What to work on
Every line of the listing below is to be duplicated exactly, with the pictures left out.

Stored data
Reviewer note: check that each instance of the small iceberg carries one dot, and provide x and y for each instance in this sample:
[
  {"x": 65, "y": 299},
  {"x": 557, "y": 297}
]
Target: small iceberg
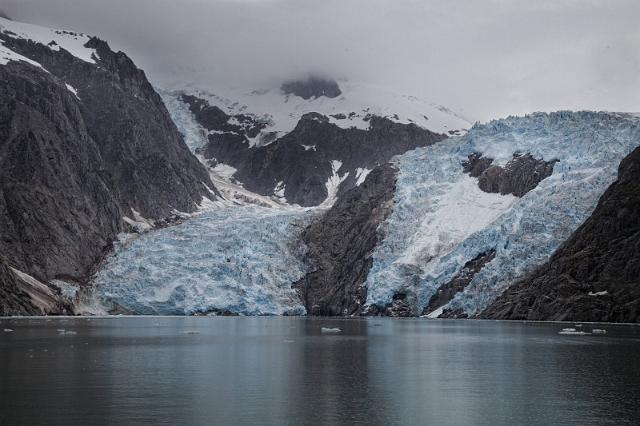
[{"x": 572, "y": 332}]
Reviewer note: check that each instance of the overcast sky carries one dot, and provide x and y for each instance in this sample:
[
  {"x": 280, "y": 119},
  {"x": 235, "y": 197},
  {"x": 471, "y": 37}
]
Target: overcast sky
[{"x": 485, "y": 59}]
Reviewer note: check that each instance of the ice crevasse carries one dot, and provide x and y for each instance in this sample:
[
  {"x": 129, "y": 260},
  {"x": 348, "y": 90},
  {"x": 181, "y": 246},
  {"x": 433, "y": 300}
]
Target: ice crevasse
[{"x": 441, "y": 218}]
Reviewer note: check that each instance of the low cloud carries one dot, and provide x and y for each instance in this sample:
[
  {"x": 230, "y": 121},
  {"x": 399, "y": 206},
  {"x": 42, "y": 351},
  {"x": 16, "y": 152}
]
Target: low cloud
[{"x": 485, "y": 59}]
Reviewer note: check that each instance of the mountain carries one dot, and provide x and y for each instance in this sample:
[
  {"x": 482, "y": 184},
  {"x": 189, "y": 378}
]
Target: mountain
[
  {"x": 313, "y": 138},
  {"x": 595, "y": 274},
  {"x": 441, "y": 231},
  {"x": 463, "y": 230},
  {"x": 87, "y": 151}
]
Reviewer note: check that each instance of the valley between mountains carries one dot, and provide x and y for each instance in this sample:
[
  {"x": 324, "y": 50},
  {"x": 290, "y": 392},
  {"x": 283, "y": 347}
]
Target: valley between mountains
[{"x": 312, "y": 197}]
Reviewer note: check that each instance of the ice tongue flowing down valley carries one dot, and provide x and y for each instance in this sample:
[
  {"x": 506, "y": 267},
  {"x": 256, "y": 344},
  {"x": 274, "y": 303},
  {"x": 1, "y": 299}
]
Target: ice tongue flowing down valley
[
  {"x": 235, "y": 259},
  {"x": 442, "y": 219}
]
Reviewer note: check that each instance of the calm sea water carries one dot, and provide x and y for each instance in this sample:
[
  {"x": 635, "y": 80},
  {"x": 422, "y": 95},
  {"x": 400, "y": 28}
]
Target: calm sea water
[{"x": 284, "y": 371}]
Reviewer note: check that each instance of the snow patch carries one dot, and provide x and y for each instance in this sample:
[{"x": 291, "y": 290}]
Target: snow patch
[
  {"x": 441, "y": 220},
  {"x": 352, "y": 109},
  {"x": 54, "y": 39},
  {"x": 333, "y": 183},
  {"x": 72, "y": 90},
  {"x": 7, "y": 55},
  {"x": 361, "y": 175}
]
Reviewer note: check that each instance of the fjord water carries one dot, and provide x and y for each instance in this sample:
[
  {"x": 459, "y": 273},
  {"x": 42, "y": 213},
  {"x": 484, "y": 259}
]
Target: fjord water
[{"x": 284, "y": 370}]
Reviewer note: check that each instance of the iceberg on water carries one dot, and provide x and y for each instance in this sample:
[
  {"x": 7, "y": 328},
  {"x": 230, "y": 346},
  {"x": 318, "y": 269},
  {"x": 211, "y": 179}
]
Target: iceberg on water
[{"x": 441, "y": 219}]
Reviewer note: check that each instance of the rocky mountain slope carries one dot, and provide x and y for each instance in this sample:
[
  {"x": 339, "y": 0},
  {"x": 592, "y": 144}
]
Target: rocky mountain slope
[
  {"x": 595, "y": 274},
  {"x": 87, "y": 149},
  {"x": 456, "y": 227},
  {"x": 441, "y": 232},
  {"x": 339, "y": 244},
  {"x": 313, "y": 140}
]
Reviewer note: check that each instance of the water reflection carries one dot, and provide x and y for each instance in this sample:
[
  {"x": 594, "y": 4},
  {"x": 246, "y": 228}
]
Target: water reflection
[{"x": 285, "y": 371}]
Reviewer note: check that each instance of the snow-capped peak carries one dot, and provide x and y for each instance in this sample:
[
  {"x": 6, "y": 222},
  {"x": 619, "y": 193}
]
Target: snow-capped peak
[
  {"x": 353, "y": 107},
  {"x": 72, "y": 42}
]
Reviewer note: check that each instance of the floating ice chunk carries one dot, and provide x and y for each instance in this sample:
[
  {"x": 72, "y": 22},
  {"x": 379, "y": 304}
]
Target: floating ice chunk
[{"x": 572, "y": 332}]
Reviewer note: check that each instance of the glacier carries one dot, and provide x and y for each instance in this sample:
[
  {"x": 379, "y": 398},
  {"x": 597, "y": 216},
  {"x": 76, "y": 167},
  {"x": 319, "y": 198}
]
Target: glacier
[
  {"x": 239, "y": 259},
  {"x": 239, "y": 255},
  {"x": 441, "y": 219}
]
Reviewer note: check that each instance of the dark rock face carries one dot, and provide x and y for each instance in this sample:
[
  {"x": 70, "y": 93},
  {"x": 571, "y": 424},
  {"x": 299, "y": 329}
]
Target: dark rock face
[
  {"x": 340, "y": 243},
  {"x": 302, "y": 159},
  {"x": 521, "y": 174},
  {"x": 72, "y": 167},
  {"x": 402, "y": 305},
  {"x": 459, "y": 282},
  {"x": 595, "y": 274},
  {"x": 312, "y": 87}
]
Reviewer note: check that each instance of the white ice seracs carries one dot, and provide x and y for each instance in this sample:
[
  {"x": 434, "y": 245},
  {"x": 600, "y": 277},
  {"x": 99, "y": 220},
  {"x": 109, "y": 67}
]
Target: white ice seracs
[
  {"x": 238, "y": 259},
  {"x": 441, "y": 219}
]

Reply
Reviewer note: check that each instance of the small iceberg carries one dot, and provide x and y for each instance in this sample:
[
  {"x": 65, "y": 299},
  {"x": 557, "y": 297}
]
Target: small iceberg
[{"x": 572, "y": 332}]
Reviewer note: check that each instance of the overcast sky carries one dot, and provide x and y for each instance in this sample:
[
  {"x": 280, "y": 119},
  {"x": 235, "y": 197},
  {"x": 471, "y": 37}
]
Target: overcast sky
[{"x": 485, "y": 59}]
Reviewer note: check that each instance of the ice crevasse carries one dot, and provide x and y for each instance in this sample:
[
  {"x": 129, "y": 260},
  {"x": 348, "y": 90},
  {"x": 181, "y": 246},
  {"x": 433, "y": 300}
]
Target: ice crevasse
[{"x": 441, "y": 218}]
Reviewer note: check that each instance of the low cloud carries one dot, and provide x and y for each instance in this sample:
[
  {"x": 230, "y": 121},
  {"x": 399, "y": 206},
  {"x": 42, "y": 351},
  {"x": 16, "y": 152}
]
Target: low cloud
[{"x": 485, "y": 59}]
Reviewer note: check that each instance of the mountain carries one dot, and provide x and y for each instance in this sample:
[
  {"x": 482, "y": 184},
  {"x": 189, "y": 378}
]
Target: mountain
[
  {"x": 313, "y": 138},
  {"x": 595, "y": 274},
  {"x": 441, "y": 231},
  {"x": 463, "y": 230},
  {"x": 87, "y": 151}
]
Reviewer note: check that each instance of the valley between mountains carries one dot, and provide x and y for each instance in this sample:
[
  {"x": 324, "y": 50},
  {"x": 290, "y": 392},
  {"x": 283, "y": 347}
]
Target: valley between mountains
[{"x": 312, "y": 197}]
Reviewer note: check that each instance of the ice tongue flowing down valley carries one dot, and provide x and y for each instance in this sample:
[
  {"x": 506, "y": 267},
  {"x": 256, "y": 344},
  {"x": 274, "y": 303},
  {"x": 1, "y": 299}
]
Target: ice tongue flowing down valley
[
  {"x": 235, "y": 259},
  {"x": 442, "y": 219}
]
Reviewer note: check that each instance of the calm sea water carries one dot, and provide x and y for each instance in this sample:
[
  {"x": 635, "y": 80},
  {"x": 422, "y": 95},
  {"x": 400, "y": 28}
]
Target: calm sea water
[{"x": 284, "y": 371}]
Reviewer note: check that each instance of the snow patch carries one dot, and provide x and y for each instance in this sample:
[{"x": 291, "y": 290}]
Target: snow patch
[
  {"x": 441, "y": 220},
  {"x": 352, "y": 109},
  {"x": 54, "y": 39},
  {"x": 333, "y": 183},
  {"x": 72, "y": 90},
  {"x": 7, "y": 55},
  {"x": 361, "y": 175}
]
Reviewer note: check that each instance of the fjord water carries one dot, and provide x and y for each instance in this sample:
[
  {"x": 459, "y": 273},
  {"x": 42, "y": 213},
  {"x": 484, "y": 259}
]
Target: fjord water
[{"x": 284, "y": 370}]
Reviewer note: check that each instance of the iceberg on water carries one dot, and provide x and y for each instance in this sample:
[
  {"x": 7, "y": 328},
  {"x": 230, "y": 346},
  {"x": 318, "y": 269},
  {"x": 211, "y": 179}
]
Target: iceberg on water
[{"x": 441, "y": 219}]
Reviewer note: check that each instance of the rocky mountain slope carries one dot, and provide x and y for each instance in this sample:
[
  {"x": 339, "y": 0},
  {"x": 592, "y": 144}
]
Target: rocky mountain slope
[
  {"x": 595, "y": 274},
  {"x": 87, "y": 149},
  {"x": 456, "y": 227},
  {"x": 441, "y": 232},
  {"x": 339, "y": 244},
  {"x": 313, "y": 140}
]
Reviewer note: check that each instance of the water reflection carries one dot, and provide x and y for each instance in this sample:
[
  {"x": 594, "y": 4},
  {"x": 246, "y": 228}
]
Target: water reflection
[{"x": 285, "y": 371}]
Reviewer note: check that each instance of the snow-capped peak carries one dot, and provide x and y for each instance in this sample:
[
  {"x": 6, "y": 222},
  {"x": 619, "y": 193}
]
Target: snow-capped peak
[
  {"x": 353, "y": 107},
  {"x": 72, "y": 42}
]
Reviewer note: check that each instance of the floating ice chunk carries one dot, and provide x and y for each instance in this sample:
[
  {"x": 72, "y": 22},
  {"x": 379, "y": 304}
]
Target: floating ice chunk
[{"x": 572, "y": 332}]
Reviewer note: check that each instance of the glacier carries one dot, and provide x and y for each instance in this sample:
[
  {"x": 379, "y": 398},
  {"x": 597, "y": 216},
  {"x": 76, "y": 167},
  {"x": 319, "y": 198}
]
Target: glacier
[
  {"x": 239, "y": 259},
  {"x": 239, "y": 255},
  {"x": 441, "y": 219}
]
Reviewer note: check that each instance of the dark rock face carries one dot, and provide x and y for each instance in this sample:
[
  {"x": 70, "y": 93},
  {"x": 571, "y": 424},
  {"x": 299, "y": 329}
]
Target: dark rock face
[
  {"x": 340, "y": 243},
  {"x": 302, "y": 159},
  {"x": 521, "y": 174},
  {"x": 72, "y": 167},
  {"x": 402, "y": 305},
  {"x": 459, "y": 282},
  {"x": 595, "y": 274},
  {"x": 312, "y": 87}
]
Reviewer note: check that each instance of the white ice seracs carries one dot, and provide x and y for each instance in this sample:
[
  {"x": 434, "y": 245},
  {"x": 600, "y": 277},
  {"x": 99, "y": 220},
  {"x": 109, "y": 67}
]
Target: white ice seracs
[
  {"x": 238, "y": 259},
  {"x": 441, "y": 219}
]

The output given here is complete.